▶ **Record excerpts**:

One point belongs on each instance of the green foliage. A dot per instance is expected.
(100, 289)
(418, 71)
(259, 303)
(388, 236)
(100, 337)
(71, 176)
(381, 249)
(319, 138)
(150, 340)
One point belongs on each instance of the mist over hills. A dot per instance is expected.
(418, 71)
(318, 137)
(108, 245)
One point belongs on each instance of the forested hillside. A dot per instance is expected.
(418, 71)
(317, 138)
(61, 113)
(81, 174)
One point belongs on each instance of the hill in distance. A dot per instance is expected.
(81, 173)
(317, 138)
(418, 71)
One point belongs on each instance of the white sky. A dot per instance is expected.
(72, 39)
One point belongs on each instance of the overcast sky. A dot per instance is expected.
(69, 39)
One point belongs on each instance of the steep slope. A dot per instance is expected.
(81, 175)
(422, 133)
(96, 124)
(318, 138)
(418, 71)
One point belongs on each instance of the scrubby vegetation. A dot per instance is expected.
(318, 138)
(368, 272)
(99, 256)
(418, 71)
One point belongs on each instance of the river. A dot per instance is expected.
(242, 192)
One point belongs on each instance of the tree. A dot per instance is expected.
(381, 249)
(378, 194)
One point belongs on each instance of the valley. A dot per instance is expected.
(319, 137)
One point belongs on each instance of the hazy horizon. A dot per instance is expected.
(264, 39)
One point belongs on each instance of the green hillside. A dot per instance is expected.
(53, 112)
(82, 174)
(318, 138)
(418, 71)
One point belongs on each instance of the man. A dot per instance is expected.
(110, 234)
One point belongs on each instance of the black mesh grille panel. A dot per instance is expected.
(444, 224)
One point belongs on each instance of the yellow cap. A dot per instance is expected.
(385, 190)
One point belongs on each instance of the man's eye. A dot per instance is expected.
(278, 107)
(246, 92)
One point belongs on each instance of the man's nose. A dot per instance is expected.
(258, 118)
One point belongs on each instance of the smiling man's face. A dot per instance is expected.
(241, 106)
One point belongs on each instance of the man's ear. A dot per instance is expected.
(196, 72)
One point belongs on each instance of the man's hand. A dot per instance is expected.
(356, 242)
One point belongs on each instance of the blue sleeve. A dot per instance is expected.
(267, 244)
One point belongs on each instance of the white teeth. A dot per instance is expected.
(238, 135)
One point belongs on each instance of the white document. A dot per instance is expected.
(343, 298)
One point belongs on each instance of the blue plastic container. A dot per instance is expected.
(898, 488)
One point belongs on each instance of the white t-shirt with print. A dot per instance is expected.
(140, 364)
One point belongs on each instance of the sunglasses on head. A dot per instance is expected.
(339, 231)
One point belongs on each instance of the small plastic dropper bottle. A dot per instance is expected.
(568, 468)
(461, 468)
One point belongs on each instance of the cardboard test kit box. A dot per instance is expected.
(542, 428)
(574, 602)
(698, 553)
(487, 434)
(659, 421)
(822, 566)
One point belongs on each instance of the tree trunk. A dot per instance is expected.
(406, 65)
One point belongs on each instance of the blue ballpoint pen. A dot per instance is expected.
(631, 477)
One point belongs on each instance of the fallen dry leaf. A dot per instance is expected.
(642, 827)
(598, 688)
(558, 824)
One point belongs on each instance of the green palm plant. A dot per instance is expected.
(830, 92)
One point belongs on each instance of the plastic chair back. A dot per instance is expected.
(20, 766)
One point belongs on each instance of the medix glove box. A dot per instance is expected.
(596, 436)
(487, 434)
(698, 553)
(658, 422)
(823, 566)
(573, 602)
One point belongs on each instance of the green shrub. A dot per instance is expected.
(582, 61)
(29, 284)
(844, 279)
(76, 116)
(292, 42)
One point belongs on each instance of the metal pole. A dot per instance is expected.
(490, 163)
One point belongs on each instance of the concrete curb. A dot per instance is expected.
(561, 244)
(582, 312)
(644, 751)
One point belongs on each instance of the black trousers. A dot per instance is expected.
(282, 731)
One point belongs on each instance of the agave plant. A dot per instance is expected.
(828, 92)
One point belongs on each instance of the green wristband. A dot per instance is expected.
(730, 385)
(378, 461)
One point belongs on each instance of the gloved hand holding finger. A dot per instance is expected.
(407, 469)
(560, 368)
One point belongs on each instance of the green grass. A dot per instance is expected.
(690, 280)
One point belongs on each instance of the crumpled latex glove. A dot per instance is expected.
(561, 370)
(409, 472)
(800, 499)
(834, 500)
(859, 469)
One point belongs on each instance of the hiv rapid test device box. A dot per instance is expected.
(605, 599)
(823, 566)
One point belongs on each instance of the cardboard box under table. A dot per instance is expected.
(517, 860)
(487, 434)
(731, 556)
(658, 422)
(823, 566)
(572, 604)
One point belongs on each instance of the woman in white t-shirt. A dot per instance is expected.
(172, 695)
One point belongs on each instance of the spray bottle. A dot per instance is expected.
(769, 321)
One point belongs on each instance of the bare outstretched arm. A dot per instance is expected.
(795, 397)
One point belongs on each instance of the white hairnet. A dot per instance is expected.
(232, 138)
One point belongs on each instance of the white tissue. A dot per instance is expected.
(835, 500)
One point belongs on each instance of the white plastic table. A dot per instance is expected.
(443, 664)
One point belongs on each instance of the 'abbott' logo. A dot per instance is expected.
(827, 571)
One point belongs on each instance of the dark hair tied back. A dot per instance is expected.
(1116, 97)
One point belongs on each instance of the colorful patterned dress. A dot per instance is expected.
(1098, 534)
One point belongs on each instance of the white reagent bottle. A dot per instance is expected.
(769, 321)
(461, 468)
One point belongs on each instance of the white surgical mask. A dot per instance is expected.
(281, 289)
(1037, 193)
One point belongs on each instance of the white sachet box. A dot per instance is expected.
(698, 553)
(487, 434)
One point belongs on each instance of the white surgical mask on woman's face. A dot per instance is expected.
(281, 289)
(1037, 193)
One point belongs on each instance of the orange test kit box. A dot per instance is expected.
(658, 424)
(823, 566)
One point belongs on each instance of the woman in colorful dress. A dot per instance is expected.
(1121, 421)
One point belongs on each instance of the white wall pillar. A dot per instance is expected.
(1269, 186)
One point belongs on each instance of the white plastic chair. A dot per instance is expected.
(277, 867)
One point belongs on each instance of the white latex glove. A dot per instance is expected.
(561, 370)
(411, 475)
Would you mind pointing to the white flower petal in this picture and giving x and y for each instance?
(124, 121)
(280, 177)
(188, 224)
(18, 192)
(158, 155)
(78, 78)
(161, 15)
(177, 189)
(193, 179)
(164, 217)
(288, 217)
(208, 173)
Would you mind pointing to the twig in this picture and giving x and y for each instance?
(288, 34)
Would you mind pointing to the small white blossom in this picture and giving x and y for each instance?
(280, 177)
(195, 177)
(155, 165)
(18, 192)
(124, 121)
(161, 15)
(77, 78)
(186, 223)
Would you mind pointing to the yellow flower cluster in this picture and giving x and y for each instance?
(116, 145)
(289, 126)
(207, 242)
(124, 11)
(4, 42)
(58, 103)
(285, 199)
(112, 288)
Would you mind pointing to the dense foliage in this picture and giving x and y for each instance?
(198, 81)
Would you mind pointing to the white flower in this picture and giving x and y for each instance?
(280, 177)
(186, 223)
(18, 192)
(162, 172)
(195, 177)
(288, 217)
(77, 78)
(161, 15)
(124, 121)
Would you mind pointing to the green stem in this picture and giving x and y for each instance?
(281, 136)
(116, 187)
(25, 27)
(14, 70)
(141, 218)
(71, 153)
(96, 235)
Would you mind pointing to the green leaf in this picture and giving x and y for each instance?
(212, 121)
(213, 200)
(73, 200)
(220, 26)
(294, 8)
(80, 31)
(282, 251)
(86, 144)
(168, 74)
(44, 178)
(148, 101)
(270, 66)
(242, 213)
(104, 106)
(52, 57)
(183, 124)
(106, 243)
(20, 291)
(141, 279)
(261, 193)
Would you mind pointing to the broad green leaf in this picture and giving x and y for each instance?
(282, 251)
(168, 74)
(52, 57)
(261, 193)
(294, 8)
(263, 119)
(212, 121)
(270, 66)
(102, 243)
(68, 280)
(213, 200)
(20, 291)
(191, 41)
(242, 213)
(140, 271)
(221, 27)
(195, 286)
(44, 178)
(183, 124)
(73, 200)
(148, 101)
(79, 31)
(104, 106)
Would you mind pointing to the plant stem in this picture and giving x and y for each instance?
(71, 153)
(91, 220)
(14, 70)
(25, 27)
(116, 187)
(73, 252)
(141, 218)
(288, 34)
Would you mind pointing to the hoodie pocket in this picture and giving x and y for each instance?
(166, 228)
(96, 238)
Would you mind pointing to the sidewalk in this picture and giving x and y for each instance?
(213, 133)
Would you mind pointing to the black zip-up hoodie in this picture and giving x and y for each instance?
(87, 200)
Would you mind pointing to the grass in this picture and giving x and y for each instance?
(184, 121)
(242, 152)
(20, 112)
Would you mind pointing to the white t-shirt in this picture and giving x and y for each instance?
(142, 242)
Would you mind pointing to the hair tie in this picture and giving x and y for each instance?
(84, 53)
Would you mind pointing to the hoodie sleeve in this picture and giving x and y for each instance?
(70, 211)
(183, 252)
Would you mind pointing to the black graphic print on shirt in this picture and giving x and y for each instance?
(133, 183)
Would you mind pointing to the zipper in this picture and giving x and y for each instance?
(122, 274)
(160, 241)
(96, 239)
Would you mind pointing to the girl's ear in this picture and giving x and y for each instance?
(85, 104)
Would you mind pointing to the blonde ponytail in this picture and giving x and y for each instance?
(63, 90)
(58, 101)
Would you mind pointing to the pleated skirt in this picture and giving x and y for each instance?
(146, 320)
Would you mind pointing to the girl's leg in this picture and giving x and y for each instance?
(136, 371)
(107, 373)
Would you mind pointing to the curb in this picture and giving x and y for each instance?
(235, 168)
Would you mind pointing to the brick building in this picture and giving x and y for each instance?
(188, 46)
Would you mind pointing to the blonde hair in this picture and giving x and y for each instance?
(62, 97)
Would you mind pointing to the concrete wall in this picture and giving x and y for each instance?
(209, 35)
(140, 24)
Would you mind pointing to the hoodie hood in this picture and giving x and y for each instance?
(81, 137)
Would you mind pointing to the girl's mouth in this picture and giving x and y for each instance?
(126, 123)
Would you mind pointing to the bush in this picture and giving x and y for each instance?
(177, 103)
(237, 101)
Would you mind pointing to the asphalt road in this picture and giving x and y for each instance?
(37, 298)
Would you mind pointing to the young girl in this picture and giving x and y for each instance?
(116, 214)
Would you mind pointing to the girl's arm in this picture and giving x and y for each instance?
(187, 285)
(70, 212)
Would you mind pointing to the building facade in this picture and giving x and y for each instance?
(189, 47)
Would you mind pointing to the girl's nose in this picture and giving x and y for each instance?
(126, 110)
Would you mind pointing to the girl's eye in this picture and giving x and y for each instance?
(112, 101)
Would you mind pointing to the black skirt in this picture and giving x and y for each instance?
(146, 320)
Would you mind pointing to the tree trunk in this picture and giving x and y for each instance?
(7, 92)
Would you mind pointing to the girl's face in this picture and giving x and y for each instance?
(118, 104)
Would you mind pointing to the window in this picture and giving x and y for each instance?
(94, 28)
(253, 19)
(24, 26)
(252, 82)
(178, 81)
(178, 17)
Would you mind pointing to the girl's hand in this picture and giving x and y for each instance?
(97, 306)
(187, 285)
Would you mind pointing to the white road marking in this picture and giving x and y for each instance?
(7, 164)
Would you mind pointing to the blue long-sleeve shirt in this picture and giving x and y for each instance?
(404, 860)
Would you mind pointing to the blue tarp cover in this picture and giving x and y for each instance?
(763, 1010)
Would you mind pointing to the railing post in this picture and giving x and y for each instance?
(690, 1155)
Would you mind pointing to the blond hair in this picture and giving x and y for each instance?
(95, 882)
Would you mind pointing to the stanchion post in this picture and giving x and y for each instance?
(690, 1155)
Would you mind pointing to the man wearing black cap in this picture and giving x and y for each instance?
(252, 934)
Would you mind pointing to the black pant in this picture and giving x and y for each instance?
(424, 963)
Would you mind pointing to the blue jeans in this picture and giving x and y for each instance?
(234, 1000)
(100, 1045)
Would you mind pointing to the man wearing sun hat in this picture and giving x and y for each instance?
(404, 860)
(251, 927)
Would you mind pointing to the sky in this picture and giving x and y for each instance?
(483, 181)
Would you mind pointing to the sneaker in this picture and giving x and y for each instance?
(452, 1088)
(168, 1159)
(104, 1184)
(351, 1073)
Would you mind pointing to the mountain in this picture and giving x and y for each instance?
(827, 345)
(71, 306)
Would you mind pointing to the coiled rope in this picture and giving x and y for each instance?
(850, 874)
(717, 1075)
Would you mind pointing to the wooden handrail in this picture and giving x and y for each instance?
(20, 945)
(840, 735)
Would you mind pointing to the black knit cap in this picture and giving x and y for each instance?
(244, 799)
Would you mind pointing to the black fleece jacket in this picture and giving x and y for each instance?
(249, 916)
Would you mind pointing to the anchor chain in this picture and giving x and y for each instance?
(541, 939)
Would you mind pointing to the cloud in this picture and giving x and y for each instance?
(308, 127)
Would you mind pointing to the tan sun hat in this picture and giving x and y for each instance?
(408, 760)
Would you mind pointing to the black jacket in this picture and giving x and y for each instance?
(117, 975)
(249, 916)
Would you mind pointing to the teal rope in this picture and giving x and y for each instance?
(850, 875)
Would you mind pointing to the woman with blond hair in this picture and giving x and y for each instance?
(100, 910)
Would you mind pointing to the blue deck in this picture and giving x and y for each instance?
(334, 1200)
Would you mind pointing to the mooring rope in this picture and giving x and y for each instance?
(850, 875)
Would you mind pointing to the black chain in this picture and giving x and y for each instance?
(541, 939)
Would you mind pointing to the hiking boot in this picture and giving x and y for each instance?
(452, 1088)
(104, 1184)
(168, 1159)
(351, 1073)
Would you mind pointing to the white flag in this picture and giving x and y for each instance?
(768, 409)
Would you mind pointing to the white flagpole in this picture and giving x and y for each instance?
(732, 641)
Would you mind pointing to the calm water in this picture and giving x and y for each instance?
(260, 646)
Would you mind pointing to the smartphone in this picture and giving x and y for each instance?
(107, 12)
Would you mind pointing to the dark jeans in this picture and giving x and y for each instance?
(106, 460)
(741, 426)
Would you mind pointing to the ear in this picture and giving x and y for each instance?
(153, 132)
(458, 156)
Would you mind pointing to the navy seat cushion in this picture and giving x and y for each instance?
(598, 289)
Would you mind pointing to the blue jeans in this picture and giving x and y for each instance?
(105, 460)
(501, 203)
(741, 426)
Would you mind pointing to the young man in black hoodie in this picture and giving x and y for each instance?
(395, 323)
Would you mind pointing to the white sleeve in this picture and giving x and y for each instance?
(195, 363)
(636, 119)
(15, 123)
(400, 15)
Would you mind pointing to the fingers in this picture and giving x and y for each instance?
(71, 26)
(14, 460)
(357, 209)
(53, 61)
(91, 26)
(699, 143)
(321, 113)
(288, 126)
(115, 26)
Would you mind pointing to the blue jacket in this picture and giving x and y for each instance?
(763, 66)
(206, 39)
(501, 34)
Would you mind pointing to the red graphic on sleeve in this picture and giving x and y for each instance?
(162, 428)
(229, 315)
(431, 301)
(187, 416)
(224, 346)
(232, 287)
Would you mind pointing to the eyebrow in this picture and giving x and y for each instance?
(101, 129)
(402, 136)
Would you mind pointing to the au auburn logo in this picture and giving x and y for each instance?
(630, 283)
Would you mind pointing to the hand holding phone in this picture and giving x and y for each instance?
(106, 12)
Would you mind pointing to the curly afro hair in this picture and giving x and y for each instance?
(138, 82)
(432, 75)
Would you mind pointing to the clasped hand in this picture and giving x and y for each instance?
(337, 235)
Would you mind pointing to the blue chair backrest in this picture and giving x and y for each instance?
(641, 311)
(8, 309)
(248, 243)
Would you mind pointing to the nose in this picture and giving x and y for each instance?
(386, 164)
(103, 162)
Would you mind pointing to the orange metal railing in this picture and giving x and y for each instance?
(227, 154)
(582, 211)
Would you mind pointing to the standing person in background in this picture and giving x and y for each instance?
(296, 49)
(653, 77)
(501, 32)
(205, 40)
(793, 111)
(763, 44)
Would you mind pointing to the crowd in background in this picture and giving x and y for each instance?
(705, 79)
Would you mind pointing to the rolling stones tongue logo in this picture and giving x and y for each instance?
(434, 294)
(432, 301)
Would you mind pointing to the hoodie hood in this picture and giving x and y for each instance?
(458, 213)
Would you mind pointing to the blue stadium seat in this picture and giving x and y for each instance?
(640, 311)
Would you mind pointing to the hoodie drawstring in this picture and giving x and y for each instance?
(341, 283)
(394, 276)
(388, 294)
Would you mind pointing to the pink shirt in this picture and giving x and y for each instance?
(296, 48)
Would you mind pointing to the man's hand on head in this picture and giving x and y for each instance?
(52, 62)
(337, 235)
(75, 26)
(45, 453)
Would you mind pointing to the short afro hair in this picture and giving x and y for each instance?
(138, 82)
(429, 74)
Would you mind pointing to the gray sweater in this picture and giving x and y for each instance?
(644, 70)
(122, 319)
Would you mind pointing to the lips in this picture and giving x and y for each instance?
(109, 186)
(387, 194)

▶ **Directions for this task**:
Copy over exactly the lines above from the one with "Would you mind pointing to the gray" to the last, both included, and no others.

▶ **Solution for this exercise**:
Would you mind pointing to the gray sweater in this picture and giving x and y for each instance?
(644, 70)
(122, 319)
Would you mind pointing to the lips in this picture and giving x and y for each instance?
(109, 186)
(387, 194)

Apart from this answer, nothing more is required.